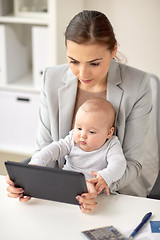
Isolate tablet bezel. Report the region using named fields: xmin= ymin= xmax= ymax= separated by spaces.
xmin=5 ymin=161 xmax=87 ymax=205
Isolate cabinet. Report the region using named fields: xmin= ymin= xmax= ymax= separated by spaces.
xmin=0 ymin=0 xmax=83 ymax=153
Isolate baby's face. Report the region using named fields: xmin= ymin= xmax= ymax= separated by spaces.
xmin=73 ymin=109 xmax=110 ymax=152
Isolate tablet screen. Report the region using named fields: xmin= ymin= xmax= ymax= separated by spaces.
xmin=5 ymin=161 xmax=87 ymax=205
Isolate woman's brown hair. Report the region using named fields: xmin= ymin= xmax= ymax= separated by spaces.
xmin=65 ymin=10 xmax=117 ymax=51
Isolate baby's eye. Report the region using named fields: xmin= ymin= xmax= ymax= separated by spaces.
xmin=89 ymin=130 xmax=96 ymax=134
xmin=70 ymin=60 xmax=79 ymax=64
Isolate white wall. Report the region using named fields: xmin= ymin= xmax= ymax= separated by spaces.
xmin=84 ymin=0 xmax=160 ymax=78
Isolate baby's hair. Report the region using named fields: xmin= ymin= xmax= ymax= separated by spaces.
xmin=80 ymin=98 xmax=116 ymax=127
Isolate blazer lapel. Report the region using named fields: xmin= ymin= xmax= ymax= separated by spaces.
xmin=107 ymin=60 xmax=123 ymax=129
xmin=58 ymin=69 xmax=77 ymax=138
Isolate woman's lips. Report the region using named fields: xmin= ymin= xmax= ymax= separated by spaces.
xmin=79 ymin=141 xmax=86 ymax=145
xmin=80 ymin=79 xmax=92 ymax=83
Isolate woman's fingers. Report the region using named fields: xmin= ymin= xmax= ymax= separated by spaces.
xmin=19 ymin=195 xmax=31 ymax=202
xmin=6 ymin=175 xmax=14 ymax=186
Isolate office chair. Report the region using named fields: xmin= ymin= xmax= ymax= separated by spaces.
xmin=147 ymin=74 xmax=160 ymax=200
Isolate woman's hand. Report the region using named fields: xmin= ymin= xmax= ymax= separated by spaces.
xmin=88 ymin=171 xmax=110 ymax=196
xmin=6 ymin=175 xmax=31 ymax=202
xmin=76 ymin=181 xmax=97 ymax=213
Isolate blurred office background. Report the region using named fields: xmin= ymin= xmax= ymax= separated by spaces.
xmin=0 ymin=0 xmax=160 ymax=174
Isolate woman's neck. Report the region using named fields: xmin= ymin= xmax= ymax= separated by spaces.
xmin=78 ymin=79 xmax=107 ymax=93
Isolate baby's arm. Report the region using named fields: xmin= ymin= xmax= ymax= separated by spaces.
xmin=87 ymin=171 xmax=110 ymax=196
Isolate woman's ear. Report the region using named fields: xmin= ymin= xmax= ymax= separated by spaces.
xmin=112 ymin=43 xmax=117 ymax=58
xmin=107 ymin=127 xmax=114 ymax=139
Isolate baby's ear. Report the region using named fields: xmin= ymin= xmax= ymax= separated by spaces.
xmin=107 ymin=127 xmax=114 ymax=139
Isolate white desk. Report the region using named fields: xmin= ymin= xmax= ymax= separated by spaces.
xmin=0 ymin=176 xmax=160 ymax=240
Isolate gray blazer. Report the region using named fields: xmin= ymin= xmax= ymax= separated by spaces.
xmin=34 ymin=60 xmax=158 ymax=196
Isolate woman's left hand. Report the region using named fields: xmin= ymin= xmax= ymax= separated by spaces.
xmin=76 ymin=182 xmax=97 ymax=213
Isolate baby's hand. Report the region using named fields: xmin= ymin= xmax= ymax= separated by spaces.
xmin=88 ymin=171 xmax=110 ymax=196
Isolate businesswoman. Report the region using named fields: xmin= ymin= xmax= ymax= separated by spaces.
xmin=7 ymin=11 xmax=158 ymax=212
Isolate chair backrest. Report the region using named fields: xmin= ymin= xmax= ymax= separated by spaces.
xmin=148 ymin=74 xmax=160 ymax=200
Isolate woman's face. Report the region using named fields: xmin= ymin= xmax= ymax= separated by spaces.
xmin=67 ymin=40 xmax=117 ymax=89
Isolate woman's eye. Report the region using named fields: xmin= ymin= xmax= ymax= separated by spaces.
xmin=91 ymin=63 xmax=100 ymax=67
xmin=89 ymin=131 xmax=95 ymax=134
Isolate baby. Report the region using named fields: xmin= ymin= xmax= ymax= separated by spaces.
xmin=30 ymin=98 xmax=126 ymax=195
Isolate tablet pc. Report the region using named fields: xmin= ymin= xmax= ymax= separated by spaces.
xmin=5 ymin=161 xmax=87 ymax=205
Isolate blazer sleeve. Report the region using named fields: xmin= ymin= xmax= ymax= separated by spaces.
xmin=110 ymin=74 xmax=152 ymax=195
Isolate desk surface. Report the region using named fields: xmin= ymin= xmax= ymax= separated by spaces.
xmin=0 ymin=176 xmax=160 ymax=240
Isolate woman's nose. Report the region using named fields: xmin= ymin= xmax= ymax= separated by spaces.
xmin=79 ymin=66 xmax=89 ymax=80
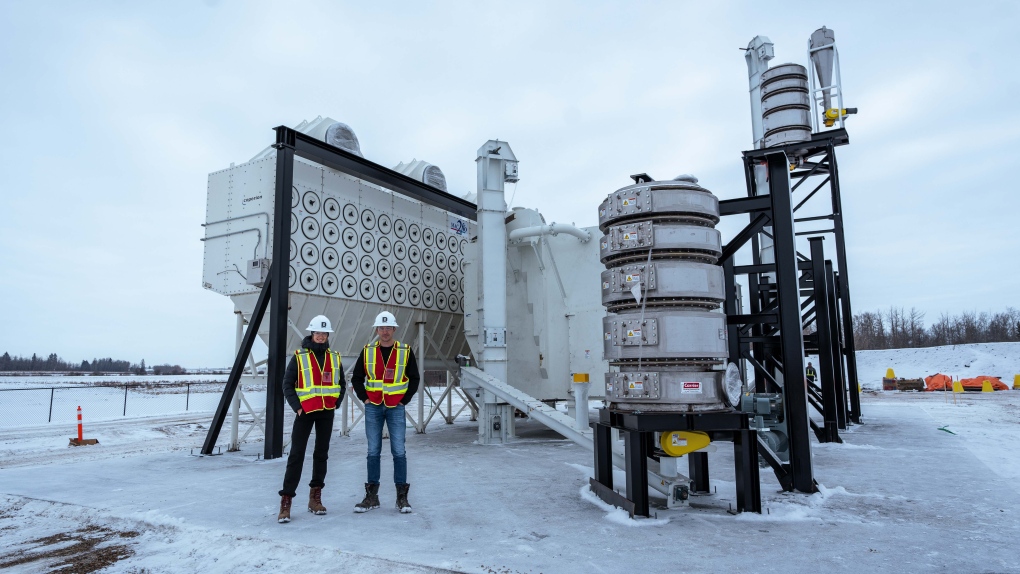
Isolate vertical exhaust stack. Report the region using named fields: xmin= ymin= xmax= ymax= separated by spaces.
xmin=808 ymin=25 xmax=835 ymax=109
xmin=393 ymin=159 xmax=447 ymax=192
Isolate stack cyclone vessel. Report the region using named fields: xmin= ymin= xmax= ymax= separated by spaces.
xmin=599 ymin=174 xmax=730 ymax=413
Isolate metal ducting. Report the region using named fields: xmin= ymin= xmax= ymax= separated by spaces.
xmin=393 ymin=159 xmax=447 ymax=192
xmin=761 ymin=64 xmax=811 ymax=148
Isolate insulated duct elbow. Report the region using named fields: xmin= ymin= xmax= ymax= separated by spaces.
xmin=509 ymin=221 xmax=592 ymax=243
xmin=393 ymin=159 xmax=448 ymax=192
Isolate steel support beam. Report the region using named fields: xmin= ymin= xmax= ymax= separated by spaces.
xmin=623 ymin=430 xmax=649 ymax=517
xmin=808 ymin=238 xmax=843 ymax=442
xmin=765 ymin=151 xmax=815 ymax=492
xmin=275 ymin=125 xmax=476 ymax=221
xmin=263 ymin=133 xmax=298 ymax=460
xmin=828 ymin=142 xmax=861 ymax=424
xmin=825 ymin=261 xmax=850 ymax=428
xmin=202 ymin=271 xmax=273 ymax=455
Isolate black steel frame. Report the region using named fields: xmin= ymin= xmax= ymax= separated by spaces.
xmin=202 ymin=125 xmax=477 ymax=459
xmin=720 ymin=129 xmax=861 ymax=492
xmin=589 ymin=409 xmax=762 ymax=517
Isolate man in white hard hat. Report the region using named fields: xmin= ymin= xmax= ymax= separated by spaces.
xmin=351 ymin=311 xmax=420 ymax=513
xmin=276 ymin=315 xmax=346 ymax=523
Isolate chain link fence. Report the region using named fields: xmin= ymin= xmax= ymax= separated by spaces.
xmin=0 ymin=380 xmax=265 ymax=427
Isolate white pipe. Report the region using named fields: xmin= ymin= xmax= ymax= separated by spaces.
xmin=460 ymin=367 xmax=668 ymax=495
xmin=475 ymin=140 xmax=517 ymax=381
xmin=415 ymin=320 xmax=425 ymax=434
xmin=510 ymin=221 xmax=592 ymax=243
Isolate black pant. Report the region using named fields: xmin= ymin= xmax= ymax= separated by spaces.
xmin=279 ymin=411 xmax=336 ymax=497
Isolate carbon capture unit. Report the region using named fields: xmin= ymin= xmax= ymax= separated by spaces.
xmin=202 ymin=28 xmax=861 ymax=516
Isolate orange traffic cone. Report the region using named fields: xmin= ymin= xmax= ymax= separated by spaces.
xmin=67 ymin=405 xmax=99 ymax=447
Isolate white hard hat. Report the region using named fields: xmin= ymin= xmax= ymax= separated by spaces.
xmin=305 ymin=315 xmax=333 ymax=332
xmin=372 ymin=311 xmax=400 ymax=327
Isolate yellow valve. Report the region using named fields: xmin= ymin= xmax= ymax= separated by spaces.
xmin=659 ymin=430 xmax=712 ymax=457
xmin=822 ymin=108 xmax=857 ymax=127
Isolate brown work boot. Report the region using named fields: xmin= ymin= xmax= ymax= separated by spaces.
xmin=397 ymin=482 xmax=411 ymax=514
xmin=276 ymin=494 xmax=292 ymax=524
xmin=308 ymin=486 xmax=325 ymax=515
xmin=354 ymin=482 xmax=379 ymax=513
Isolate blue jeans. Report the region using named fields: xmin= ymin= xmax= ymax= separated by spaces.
xmin=365 ymin=403 xmax=407 ymax=484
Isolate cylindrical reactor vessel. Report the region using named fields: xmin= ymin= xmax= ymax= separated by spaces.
xmin=599 ymin=175 xmax=730 ymax=413
xmin=761 ymin=64 xmax=811 ymax=148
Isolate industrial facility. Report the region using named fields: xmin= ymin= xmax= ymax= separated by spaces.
xmin=202 ymin=28 xmax=861 ymax=517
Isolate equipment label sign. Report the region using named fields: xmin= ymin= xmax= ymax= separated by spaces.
xmin=448 ymin=215 xmax=467 ymax=236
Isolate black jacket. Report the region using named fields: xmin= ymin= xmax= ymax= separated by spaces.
xmin=284 ymin=335 xmax=347 ymax=413
xmin=351 ymin=347 xmax=421 ymax=405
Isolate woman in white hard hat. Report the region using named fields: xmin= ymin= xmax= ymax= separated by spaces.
xmin=276 ymin=315 xmax=347 ymax=523
xmin=351 ymin=311 xmax=420 ymax=513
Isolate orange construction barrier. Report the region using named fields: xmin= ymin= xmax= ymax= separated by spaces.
xmin=924 ymin=373 xmax=953 ymax=390
xmin=924 ymin=373 xmax=1010 ymax=390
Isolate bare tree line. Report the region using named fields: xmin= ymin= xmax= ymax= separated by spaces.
xmin=0 ymin=353 xmax=188 ymax=375
xmin=854 ymin=307 xmax=1020 ymax=351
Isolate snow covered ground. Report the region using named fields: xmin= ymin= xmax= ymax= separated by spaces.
xmin=0 ymin=348 xmax=1020 ymax=574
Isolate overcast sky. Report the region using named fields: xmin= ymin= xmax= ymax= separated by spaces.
xmin=0 ymin=1 xmax=1020 ymax=367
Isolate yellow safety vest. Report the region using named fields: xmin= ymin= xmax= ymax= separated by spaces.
xmin=294 ymin=349 xmax=346 ymax=413
xmin=363 ymin=341 xmax=411 ymax=407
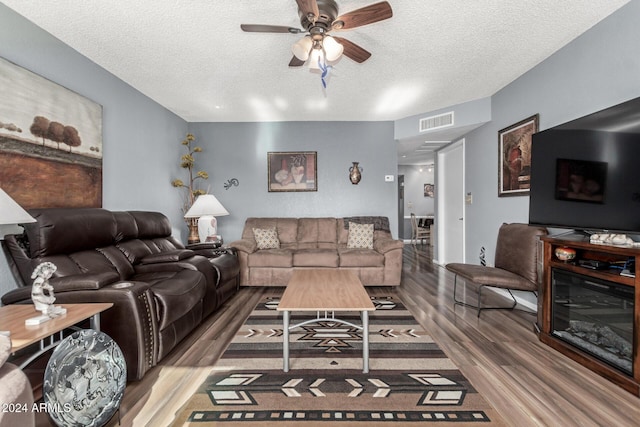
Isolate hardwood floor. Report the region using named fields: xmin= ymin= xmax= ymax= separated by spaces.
xmin=38 ymin=245 xmax=640 ymax=427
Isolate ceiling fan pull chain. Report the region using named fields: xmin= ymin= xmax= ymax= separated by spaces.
xmin=318 ymin=56 xmax=333 ymax=89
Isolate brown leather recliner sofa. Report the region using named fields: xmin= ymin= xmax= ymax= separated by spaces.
xmin=229 ymin=216 xmax=404 ymax=286
xmin=2 ymin=208 xmax=239 ymax=380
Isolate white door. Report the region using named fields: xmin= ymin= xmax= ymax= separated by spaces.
xmin=436 ymin=139 xmax=465 ymax=265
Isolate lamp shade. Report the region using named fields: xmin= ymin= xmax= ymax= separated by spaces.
xmin=184 ymin=194 xmax=229 ymax=218
xmin=0 ymin=188 xmax=36 ymax=225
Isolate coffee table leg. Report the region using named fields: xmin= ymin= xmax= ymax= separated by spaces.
xmin=282 ymin=311 xmax=289 ymax=372
xmin=362 ymin=311 xmax=369 ymax=374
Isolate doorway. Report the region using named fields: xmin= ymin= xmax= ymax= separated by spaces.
xmin=434 ymin=139 xmax=465 ymax=265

PROBLEM DESCRIPTION: Scale the material from its start through the line containing "xmin=0 ymin=0 xmax=83 ymax=153", repeating every line, with each bounding-box coordinate multiplied by 1.35 and rounded to a whole number (halves round up). Leave out the pictures.

SOLUTION FOR THIS PROBLEM:
Isolate tablet bezel. Report the region using named fields: xmin= ymin= xmax= ymax= separated by spaces.
xmin=7 ymin=217 xmax=117 ymax=277
Isolate cabinet. Report the region using named fields: xmin= ymin= xmax= ymax= separated by spaces.
xmin=0 ymin=0 xmax=112 ymax=207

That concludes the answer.